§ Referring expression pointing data
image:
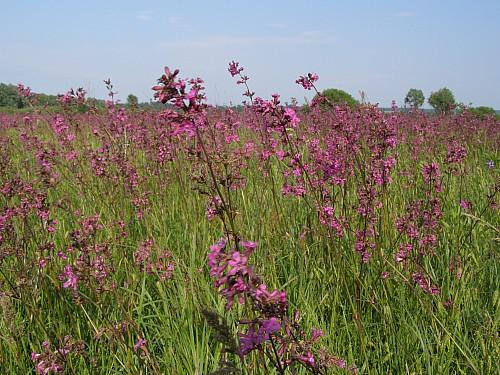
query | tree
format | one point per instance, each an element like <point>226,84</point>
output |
<point>415,98</point>
<point>442,100</point>
<point>132,101</point>
<point>337,96</point>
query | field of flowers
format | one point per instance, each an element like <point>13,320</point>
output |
<point>269,240</point>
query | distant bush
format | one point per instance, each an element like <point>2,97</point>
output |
<point>415,98</point>
<point>336,96</point>
<point>442,100</point>
<point>483,112</point>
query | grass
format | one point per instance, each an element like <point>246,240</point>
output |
<point>383,326</point>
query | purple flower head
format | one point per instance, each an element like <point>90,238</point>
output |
<point>307,81</point>
<point>234,68</point>
<point>140,344</point>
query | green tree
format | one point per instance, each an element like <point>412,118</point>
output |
<point>483,112</point>
<point>9,96</point>
<point>442,100</point>
<point>337,96</point>
<point>415,98</point>
<point>132,101</point>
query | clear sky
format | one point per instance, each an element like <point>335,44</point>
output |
<point>383,47</point>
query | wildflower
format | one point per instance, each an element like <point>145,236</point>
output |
<point>307,82</point>
<point>71,278</point>
<point>140,344</point>
<point>466,205</point>
<point>234,68</point>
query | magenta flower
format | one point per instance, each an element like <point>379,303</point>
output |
<point>70,277</point>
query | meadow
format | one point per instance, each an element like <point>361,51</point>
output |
<point>269,240</point>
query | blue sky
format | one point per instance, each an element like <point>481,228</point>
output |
<point>381,47</point>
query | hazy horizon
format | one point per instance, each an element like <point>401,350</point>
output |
<point>381,48</point>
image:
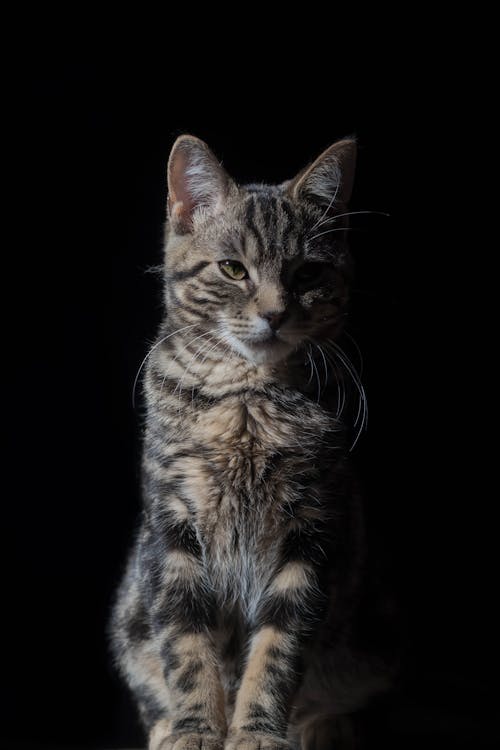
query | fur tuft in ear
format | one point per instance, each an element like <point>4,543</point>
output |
<point>329,180</point>
<point>195,180</point>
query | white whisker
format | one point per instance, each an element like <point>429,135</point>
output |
<point>161,341</point>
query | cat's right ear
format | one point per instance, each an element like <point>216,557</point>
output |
<point>195,181</point>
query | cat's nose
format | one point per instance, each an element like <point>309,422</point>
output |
<point>274,318</point>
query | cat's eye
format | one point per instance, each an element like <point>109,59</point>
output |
<point>309,274</point>
<point>233,269</point>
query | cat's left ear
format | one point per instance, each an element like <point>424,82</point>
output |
<point>195,181</point>
<point>329,180</point>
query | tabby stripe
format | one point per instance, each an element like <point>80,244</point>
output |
<point>186,682</point>
<point>250,222</point>
<point>179,275</point>
<point>182,536</point>
<point>191,724</point>
<point>298,614</point>
<point>191,608</point>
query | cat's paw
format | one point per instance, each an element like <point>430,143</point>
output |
<point>192,741</point>
<point>251,741</point>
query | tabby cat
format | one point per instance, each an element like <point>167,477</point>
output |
<point>231,624</point>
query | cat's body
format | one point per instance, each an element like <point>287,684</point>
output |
<point>233,622</point>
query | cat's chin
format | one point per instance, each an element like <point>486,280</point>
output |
<point>265,351</point>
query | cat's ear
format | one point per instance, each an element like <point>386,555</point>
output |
<point>328,181</point>
<point>195,180</point>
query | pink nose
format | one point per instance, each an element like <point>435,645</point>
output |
<point>275,319</point>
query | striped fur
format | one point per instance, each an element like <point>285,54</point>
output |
<point>230,624</point>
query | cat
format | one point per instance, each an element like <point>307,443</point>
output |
<point>231,626</point>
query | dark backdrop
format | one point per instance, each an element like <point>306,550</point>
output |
<point>94,140</point>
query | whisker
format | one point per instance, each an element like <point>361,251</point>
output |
<point>185,328</point>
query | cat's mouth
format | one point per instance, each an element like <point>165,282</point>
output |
<point>269,348</point>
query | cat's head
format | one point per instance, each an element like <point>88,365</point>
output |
<point>265,268</point>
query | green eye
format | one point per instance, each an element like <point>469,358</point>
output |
<point>233,269</point>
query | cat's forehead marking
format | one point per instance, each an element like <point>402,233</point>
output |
<point>272,227</point>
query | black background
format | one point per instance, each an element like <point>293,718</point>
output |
<point>93,136</point>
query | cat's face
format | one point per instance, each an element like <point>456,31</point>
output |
<point>263,269</point>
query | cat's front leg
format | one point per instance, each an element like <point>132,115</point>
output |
<point>183,615</point>
<point>289,611</point>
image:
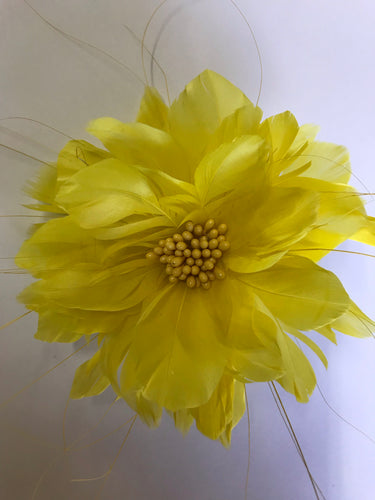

§ Work request
Your copy must start at the line that holds "element like <point>165,282</point>" and end at the last line of the data, both included; it must contain no pictures.

§ Written response
format | one point per instance, each an element like <point>165,282</point>
output |
<point>269,348</point>
query | cat's head
format | one point per instance, each an element like <point>88,365</point>
output |
<point>265,268</point>
query | green eye
format | one point per instance, each an element like <point>469,358</point>
output |
<point>233,269</point>
query | cat's forehead marking
format | one point per instance, each an element like <point>402,233</point>
output |
<point>272,227</point>
query | black background
format | one point per instance, each an element like <point>293,718</point>
output |
<point>93,136</point>
query | cat's face
format | one point per instance, each an element like <point>456,31</point>
output |
<point>263,269</point>
query | cat's front leg
format | one point per instance, each an element like <point>132,115</point>
output |
<point>183,615</point>
<point>289,611</point>
image:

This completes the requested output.